## [VORLIEGENDER TEXTAUSZUG]
· · · · · · ·
Die ersten zehn Oktobertage waren in den letzten zwanzig Jahren bei Kennern und Liebhabern zeitgenössischer Musik dick im Kalender angestrichen: "DTZM", die "Dresdner Tage der zeitgenössischen Musik". Gegründet und geleitet wurden sie vom Komponisten Udo Zimmermann. Mehr und mehr Aficinados pilgerten alljährlich zu der großen, im "Park der Sinne" versteckten Villa am Elbhang, jahrelang übertrat kaum ein Uneingeweihter jemals die Schwelle.
Unter dem neuen Intendanten Dieter Jaenicke hat das Festival dieses Jahr nicht nur einen neuen Namen bekommen. Die "TonLagen" geben sich nun offener, sie wollen Neugierige anziehen, die vielleicht regelmässig Truffaut, Mozart oder Zappa genießen und sich bisher vielleicht nur noch nicht getraut haben, ins zeitgenössisch ernste Fach hineinzuschnuppern. Ein innovatives Konzept hatte der Hellerau-Intendant Jaenicke den Besuchern versprochen, in dem die zeitgenössische Musik mit ihren Schwesterkünsten in Berührung kommt; Film, Bildende Kunst, Performance, Theater spielten die Nebenrollen.
Mit einem Ausflug ins antike Griechenland feierte man etwa den Tag der Einheit. Ein zünftiger "Rausch in acht Abteilungen" stand auf dem TonLagen-Programm und lockte Grenzgänger zwischen Ohr und Magen an. Vierzehn erlesene Weine, ein Sechs-Gänge-Menü, serviert von "Schmidt’s Restaurant", und zwischen Lammhackbällchen und Quittentarte feinste Häppchen aus vierzig Jahren zeitgenössischer westeuropäischer Musik, dargeboten vom Klangforum Wien – wer konnte dieser verführerischen Einladung widerstehen?
· · · · · · ·
## [Zeilen zur Formenbeschriftung]
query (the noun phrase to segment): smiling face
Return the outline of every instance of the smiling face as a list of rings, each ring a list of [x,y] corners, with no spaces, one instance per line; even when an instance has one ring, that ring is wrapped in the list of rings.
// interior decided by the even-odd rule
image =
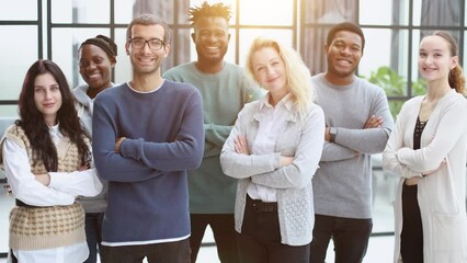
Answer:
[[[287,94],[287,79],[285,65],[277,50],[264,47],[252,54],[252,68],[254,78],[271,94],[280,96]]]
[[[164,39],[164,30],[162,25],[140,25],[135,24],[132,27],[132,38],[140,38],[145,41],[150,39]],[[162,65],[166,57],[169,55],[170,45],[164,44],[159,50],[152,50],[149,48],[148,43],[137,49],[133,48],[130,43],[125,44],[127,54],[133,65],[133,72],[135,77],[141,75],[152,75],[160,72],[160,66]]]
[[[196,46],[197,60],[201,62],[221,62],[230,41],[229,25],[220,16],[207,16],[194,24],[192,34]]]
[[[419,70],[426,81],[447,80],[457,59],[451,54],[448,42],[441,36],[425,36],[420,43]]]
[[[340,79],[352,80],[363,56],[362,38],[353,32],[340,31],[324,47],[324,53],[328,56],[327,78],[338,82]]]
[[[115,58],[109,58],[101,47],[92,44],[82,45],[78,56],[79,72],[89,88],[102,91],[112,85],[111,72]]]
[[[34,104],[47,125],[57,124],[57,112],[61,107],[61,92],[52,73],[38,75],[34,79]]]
· · · · · · ·
## [ZU BEARBEITENDE AUFGABEN]
a. Wer hat laut dem Text über das Dresdner Musikfestival die „Dresdner Tage der zeitgenössischen Musik“ gegründet und geleitet?
b. Ändern Sie im Text über das Dresdner Musikfestival die Passage von „Mit einem Ausflug“ bis hinunter zu „verführerischen Einladung widerstehen?“, indem Sie „Sechs-Gänge-Menü“ durch „Fünf-Gänge-Menü“ ersetzen, und geben Sie sie wieder.
c. Führen Sie den Text über das Dresdner Musikfestival im Anschluss an seinen letzten Satz fort.

## [LÖSUNGEN]
a. Der Komponist Udo Zimmermann.

b.
Mit einem Ausflug ins antike Griechenland feierte man etwa den Tag der Einheit. Ein zünftiger "Rausch in acht Abteilungen" stand auf dem TonLagen-Programm und lockte Grenzgänger zwischen Ohr und Magen an. Vierzehn erlesene Weine, ein Fünf-Gänge-Menü, serviert von "Schmidt’s Restaurant", und zwischen Lammhackbällchen und Quittentarte feinste Häppchen aus vierzig Jahren zeitgenössischer westeuropäischer Musik, dargeboten vom Klangforum Wien – wer konnte dieser verführerischen Einladung widerstehen?

c.
Aber auch die letzte große Veranstaltung des Festivals, die Performance "Stifters Dinge" des Regisseurs Heiner Goebbels, nahm teilweise rauschhafte Züge an. Wie da ein oranger Bühnen-Scheinwerfer durch wehende Leinwände hindurch sich quasi hitzeflirrend in auf die Bühne gegossenen Wasserlachen spiegelte, wie dazu fremdländische Klänge von einer hundert Jahre alten Wachswalze zugespielt wurden: das katapultierte das Publikum in einen südländischen Traum-Rausch. Schade – und vielleicht bezeichnend – dass die wahnwitzige Installation, die fast ohne menschliche Bühnenpräsenz auskommt, das erste Mal nach hundertundfünfzig Vorstellungen in aller Welt einmal nicht ausverkauft war.
Im nächsten Jahr wollen viele Dresdner Veranstalter mit dem Festival kooperieren – Jaenicke freuts (Foto: S. Füssel)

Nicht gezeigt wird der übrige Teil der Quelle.